====== Document excerpt ======

= Omaha System =

Standardized health care terminology

The Omaha System is a standardized health care terminology consisting of an assessment component (Problem Classification Scheme), a care plan/services component (Intervention Scheme), and an evaluation component (Problem Rating Scale for Outcomes). Approximately 22,000 health care practitioners, educators, and researchers use Omaha System to improve clinical practice, structure documentation, and analyze secondary data. Omaha System users from Canada, China, The Czech Republic, Estonia, Hong Kong, Japan, Mexico, New Zealand, The Netherlands, Turkey, the United States, and Wales, have presented at Omaha System International Conferences.

The Omaha System is integrated into the National Library of Medicine's Metathesaurus, CINAHL, ABC Codes, NIDSEC, Logical Observation Identifiers, Names, and Codes (LOINC), and SNOMED CT. It is registered (recognized) by Health Level Seven (HL7), and is congruent with the reference terminology model for the International Organization for Standardization (ISO).The Omaha System has the ability to code the majority of the problems and interventions from the hospital record.

== Origin ==
The Omaha System originated at the Visiting Nurse Association of Omaha (located in Nebraska) as a collaborative effort between researchers and interprofessional practitioners. Practitioners developed the Omaha System as part of four federally funded research projects conducted between 1975 and 1993.The Omaha System was constantly refined in its structure and terms during this period to establish reliability, validity, and usability.

====== Data supplied ======

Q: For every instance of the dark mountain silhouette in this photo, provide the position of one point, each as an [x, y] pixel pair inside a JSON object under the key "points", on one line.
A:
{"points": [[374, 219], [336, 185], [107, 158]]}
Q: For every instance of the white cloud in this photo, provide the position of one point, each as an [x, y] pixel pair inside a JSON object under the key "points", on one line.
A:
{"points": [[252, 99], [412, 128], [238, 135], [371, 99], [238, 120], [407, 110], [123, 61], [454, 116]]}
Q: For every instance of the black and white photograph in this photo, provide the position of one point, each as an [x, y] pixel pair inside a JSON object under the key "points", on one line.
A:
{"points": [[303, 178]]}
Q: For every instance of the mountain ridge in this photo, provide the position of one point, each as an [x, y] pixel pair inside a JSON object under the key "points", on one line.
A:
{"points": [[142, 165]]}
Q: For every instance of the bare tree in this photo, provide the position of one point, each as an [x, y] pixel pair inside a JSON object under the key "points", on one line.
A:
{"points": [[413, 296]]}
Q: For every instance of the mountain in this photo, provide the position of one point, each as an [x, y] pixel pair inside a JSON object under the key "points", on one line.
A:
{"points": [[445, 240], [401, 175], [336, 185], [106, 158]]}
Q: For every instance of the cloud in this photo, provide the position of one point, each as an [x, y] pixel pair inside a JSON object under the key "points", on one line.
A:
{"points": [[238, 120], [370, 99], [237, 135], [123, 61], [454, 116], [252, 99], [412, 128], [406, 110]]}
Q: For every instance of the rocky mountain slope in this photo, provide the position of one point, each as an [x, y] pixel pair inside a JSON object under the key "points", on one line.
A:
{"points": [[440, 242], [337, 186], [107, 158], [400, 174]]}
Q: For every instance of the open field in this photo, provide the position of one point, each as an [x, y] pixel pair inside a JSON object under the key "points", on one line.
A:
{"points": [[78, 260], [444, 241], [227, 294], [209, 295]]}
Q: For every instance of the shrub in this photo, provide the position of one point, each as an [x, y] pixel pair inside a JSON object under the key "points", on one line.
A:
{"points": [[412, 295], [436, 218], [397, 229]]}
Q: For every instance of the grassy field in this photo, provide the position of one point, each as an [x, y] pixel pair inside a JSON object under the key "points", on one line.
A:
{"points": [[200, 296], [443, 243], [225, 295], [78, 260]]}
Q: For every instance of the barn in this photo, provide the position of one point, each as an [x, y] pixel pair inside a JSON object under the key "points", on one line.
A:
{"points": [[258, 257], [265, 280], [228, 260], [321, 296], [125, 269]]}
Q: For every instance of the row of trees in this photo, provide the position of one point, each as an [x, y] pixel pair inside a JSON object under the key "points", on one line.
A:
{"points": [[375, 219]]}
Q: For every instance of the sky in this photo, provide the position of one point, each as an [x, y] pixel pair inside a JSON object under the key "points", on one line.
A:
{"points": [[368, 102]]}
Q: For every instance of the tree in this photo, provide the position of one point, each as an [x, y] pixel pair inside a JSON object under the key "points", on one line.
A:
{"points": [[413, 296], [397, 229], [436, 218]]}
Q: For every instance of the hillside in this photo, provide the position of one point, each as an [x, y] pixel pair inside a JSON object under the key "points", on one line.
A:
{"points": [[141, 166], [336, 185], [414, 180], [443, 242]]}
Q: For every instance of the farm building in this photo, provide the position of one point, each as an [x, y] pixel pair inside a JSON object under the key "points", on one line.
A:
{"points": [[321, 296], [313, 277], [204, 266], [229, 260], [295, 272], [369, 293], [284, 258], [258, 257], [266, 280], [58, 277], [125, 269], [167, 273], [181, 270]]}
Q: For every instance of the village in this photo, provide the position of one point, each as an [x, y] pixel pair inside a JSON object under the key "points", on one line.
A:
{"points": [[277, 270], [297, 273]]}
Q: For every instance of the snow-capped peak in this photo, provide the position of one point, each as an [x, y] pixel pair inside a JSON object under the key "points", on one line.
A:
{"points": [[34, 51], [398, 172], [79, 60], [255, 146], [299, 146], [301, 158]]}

======

● Assignment: Restate the Omaha System text from "The Omaha System is integrated" up to and including "the hospital record.", swapping "registered" for "listed".

● Reply to the exercise:
The Omaha System is integrated into the National Library of Medicine's Metathesaurus, CINAHL, ABC Codes, NIDSEC, Logical Observation Identifiers, Names, and Codes (LOINC), and SNOMED CT. It is listed (recognized) by Health Level Seven (HL7), and is congruent with the reference terminology model for the International Organization for Standardization (ISO).The Omaha System has the ability to code the majority of the problems and interventions from the hospital record.